Requirement 1:
In the excerpt about Pittsburgh's teacher evaluation system, substitute "magnifying glass" for "microscope" and write out the part starting at "Superintendent Linda Lane" and ending at "score teacher performance.".

Excerpt to read:
________

The Pennsylvania Department of Education has approved the Pittsburgh Public Schools use of its rigorous and controversial teacher evaluation system for the next three years.

Superintendent Linda Lane said it’s time to stop focusing on teacher evaluations and start focusing on teaching practice.

“I say bravo to that,” said Pittsburgh Federation of Teachers president Nina Esposito-Visgitis. “But you have to understand for the past several years, that’s all the teachers have been is evaluated. It’s hard to say to teachers ‘Alright, we’ve had you under the microscope for two years, we’ve been arguing for two years, now let’s all believe the (evaluation) system.’”

PFT was intimately involved in the creation of the evaluation system, but the major rift between teachers and the district has revolved around the point ranges used to score teacher performance.

________

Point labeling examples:
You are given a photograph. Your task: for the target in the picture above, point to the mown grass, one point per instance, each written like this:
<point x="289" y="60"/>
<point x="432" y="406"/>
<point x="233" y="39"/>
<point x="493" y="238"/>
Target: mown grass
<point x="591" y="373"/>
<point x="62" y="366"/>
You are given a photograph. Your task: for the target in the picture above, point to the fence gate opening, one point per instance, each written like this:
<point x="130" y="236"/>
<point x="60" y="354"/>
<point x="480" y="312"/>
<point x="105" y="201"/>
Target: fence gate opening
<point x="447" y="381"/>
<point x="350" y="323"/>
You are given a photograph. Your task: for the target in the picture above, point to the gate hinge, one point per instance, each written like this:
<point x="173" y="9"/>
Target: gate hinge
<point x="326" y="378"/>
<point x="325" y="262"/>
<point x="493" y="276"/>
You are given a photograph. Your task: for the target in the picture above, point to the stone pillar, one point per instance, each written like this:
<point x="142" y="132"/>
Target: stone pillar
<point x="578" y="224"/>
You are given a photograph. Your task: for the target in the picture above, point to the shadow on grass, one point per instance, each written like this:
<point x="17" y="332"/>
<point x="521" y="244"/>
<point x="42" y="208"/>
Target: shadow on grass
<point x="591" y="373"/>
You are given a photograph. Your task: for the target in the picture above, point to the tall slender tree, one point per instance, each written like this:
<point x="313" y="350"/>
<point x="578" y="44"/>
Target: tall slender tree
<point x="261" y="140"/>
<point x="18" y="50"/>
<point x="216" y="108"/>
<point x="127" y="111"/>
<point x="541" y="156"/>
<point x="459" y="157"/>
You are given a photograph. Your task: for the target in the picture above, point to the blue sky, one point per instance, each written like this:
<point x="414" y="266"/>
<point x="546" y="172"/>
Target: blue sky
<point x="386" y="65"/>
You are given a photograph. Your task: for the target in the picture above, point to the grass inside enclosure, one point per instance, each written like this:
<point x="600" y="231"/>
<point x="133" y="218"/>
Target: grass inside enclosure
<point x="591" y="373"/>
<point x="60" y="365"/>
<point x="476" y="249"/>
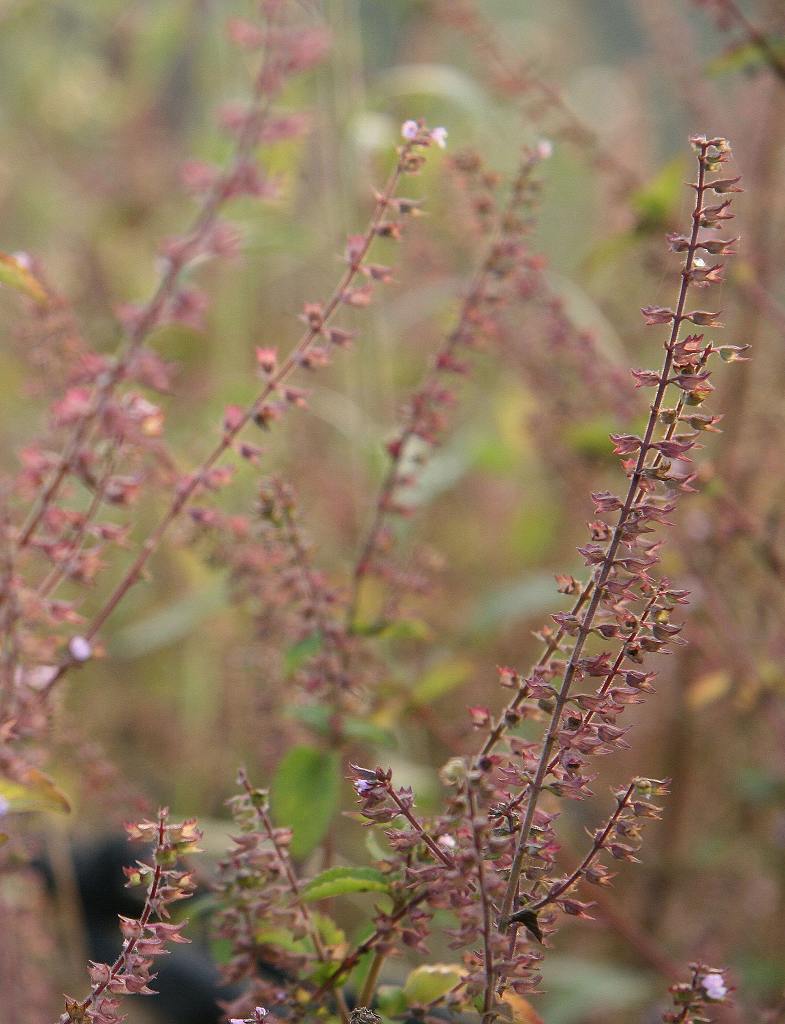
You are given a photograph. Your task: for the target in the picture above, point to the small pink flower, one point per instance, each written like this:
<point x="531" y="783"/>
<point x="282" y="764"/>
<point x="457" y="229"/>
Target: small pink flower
<point x="439" y="136"/>
<point x="409" y="130"/>
<point x="713" y="985"/>
<point x="80" y="648"/>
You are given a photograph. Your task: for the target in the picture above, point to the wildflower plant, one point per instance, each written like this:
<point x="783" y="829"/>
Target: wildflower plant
<point x="489" y="858"/>
<point x="482" y="872"/>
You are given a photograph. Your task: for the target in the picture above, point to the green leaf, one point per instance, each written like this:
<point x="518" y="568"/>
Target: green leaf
<point x="36" y="792"/>
<point x="746" y="56"/>
<point x="304" y="796"/>
<point x="340" y="881"/>
<point x="431" y="982"/>
<point x="440" y="680"/>
<point x="300" y="652"/>
<point x="317" y="717"/>
<point x="16" y="275"/>
<point x="656" y="203"/>
<point x="391" y="1000"/>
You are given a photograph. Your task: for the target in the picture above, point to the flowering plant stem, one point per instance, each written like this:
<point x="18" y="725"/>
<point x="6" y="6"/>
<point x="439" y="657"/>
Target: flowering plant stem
<point x="191" y="483"/>
<point x="534" y="790"/>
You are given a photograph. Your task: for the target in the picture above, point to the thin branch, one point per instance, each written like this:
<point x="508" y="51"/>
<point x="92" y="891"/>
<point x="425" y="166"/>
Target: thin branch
<point x="605" y="567"/>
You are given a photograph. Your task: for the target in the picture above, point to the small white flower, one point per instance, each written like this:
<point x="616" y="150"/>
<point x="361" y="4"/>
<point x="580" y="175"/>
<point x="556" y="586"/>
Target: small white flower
<point x="25" y="260"/>
<point x="544" y="148"/>
<point x="80" y="648"/>
<point x="439" y="136"/>
<point x="714" y="986"/>
<point x="409" y="130"/>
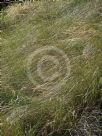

________

Requirement 2:
Rewrite the entries starting at the line that contains "to the thin" and ending at the end of the entries, requests included, with every coordinate in the answers shifted by -99. Leave the pictures out.

Full output 1:
Superintendent Linda Lane said it’s time to stop focusing on teacher evaluations and start focusing on teaching practice.

“I say bravo to that,” said Pittsburgh Federation of Teachers president Nina Esposito-Visgitis. “But you have to understand for the past several years, that’s all the teachers have been is evaluated. It’s hard to say to teachers ‘Alright, we’ve had you under the magnifying glass for two years, we’ve been arguing for two years, now let’s all believe the (evaluation) system.’”

PFT was intimately involved in the creation of the evaluation system, but the major rift between teachers and the district has revolved around the point ranges used to score teacher performance.

Full output 2:
You are given a photograph. Your task: for the target in the picture above, point to the thin branch, one point per instance, each written like this:
<point x="508" y="51"/>
<point x="92" y="891"/>
<point x="425" y="166"/>
Target: thin branch
<point x="506" y="468"/>
You are given a photograph. Your task: for the target in the picture above, point to the small white flower, one point per instance, each written like this:
<point x="616" y="150"/>
<point x="361" y="4"/>
<point x="580" y="175"/>
<point x="556" y="586"/>
Target: small white flower
<point x="-74" y="161"/>
<point x="445" y="49"/>
<point x="-19" y="549"/>
<point x="340" y="37"/>
<point x="615" y="887"/>
<point x="310" y="31"/>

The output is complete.